◆ Stored entries:
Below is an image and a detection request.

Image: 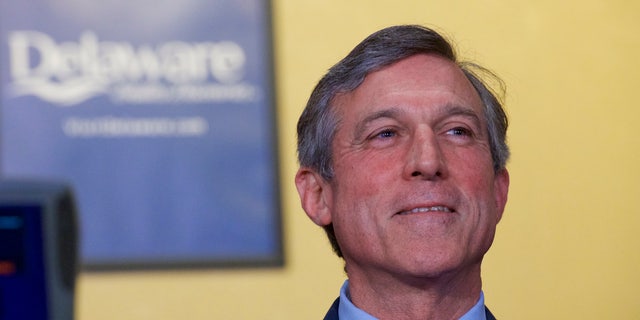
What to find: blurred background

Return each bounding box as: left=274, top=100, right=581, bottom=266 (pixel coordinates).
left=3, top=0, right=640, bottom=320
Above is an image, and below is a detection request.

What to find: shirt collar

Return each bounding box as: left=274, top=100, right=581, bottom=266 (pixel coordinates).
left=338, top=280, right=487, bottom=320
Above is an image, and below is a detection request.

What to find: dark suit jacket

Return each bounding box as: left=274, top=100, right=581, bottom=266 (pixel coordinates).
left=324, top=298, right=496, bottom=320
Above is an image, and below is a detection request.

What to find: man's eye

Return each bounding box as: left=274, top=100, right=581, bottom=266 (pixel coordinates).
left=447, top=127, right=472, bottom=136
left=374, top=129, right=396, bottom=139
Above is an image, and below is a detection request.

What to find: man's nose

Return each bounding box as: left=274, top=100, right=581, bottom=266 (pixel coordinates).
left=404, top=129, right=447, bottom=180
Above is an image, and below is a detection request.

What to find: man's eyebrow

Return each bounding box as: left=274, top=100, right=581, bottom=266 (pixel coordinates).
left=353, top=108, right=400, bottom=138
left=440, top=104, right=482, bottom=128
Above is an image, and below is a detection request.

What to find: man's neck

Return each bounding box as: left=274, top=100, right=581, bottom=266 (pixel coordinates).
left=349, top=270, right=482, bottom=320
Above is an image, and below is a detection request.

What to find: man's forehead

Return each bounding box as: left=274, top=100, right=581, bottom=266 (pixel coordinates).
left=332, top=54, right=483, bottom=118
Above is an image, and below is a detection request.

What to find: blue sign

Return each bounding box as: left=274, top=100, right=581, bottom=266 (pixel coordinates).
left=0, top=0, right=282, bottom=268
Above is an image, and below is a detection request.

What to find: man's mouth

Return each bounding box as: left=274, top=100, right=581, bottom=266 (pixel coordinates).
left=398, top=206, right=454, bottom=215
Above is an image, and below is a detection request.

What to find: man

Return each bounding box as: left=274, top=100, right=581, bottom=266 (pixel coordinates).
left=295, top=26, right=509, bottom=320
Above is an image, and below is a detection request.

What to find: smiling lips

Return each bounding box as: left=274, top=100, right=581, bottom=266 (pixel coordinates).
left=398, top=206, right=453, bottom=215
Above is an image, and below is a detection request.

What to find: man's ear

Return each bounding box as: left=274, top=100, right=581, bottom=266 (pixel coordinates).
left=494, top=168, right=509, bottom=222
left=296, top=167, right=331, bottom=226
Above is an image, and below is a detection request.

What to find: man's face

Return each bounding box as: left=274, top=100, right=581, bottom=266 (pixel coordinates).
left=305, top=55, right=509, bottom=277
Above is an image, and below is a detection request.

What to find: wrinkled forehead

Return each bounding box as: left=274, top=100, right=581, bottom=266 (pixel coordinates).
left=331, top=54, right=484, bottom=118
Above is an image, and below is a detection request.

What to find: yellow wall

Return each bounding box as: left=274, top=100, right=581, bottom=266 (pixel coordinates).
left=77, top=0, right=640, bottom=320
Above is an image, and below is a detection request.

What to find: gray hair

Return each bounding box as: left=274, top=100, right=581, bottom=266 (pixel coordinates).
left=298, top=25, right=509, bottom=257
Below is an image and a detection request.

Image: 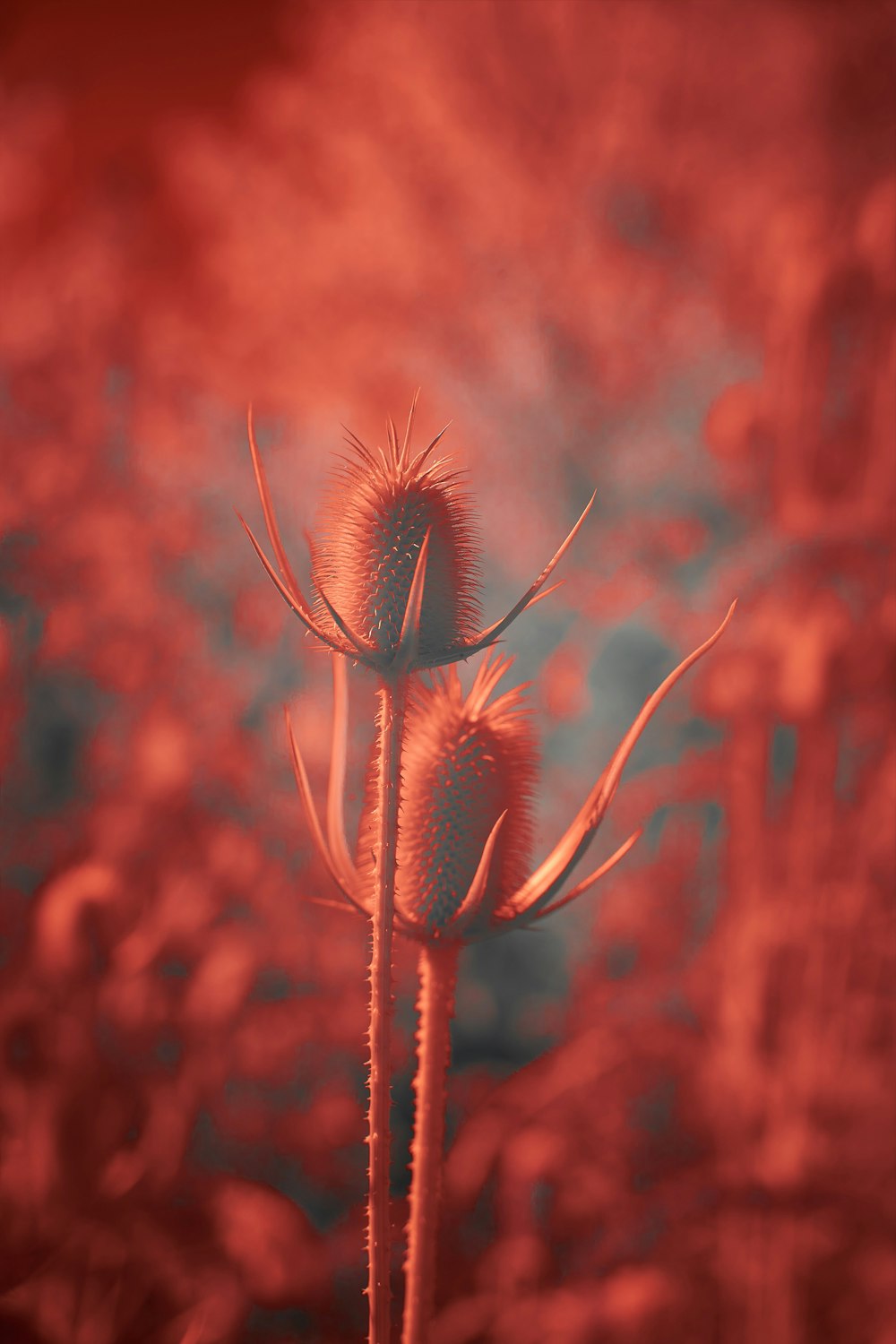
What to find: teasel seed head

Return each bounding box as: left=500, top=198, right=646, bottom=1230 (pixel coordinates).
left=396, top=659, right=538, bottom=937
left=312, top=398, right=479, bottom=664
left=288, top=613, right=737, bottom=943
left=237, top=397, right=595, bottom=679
==
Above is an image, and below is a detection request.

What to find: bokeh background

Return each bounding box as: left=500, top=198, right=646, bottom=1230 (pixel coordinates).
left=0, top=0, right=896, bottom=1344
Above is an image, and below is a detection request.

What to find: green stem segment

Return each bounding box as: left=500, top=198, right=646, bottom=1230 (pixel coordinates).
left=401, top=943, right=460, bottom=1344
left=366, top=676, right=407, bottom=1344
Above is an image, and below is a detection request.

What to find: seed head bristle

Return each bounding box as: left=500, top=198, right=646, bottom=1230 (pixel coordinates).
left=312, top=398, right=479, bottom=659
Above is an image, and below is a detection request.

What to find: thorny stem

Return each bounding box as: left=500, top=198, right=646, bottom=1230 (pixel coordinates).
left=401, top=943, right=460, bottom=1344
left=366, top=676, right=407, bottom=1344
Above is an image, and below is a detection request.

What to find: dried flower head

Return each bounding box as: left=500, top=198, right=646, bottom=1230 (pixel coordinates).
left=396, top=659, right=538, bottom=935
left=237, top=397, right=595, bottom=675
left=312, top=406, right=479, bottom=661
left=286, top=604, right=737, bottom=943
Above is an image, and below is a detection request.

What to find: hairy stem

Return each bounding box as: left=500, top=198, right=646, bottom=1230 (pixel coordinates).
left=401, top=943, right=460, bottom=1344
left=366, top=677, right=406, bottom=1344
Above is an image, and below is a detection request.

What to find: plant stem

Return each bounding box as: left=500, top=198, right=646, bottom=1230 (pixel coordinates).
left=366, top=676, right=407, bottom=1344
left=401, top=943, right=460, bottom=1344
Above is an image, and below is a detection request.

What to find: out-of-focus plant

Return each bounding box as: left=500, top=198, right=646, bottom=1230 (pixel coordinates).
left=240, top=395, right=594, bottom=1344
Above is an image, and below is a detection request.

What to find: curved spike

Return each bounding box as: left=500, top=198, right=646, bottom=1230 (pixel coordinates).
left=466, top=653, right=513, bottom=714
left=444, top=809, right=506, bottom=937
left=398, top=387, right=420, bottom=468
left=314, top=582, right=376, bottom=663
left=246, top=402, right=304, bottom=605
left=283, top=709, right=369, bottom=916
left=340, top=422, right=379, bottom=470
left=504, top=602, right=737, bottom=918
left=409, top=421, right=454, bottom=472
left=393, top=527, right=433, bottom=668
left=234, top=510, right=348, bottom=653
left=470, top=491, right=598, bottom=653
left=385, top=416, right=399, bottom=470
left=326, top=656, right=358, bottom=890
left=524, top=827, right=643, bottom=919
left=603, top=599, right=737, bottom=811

◆ Written task:
Pull out every line in the entries above that contains the word "stem".

◆ Response to the task:
What to find: green stem segment
What to find: thorny stem
What to find: hairy stem
What to find: plant stem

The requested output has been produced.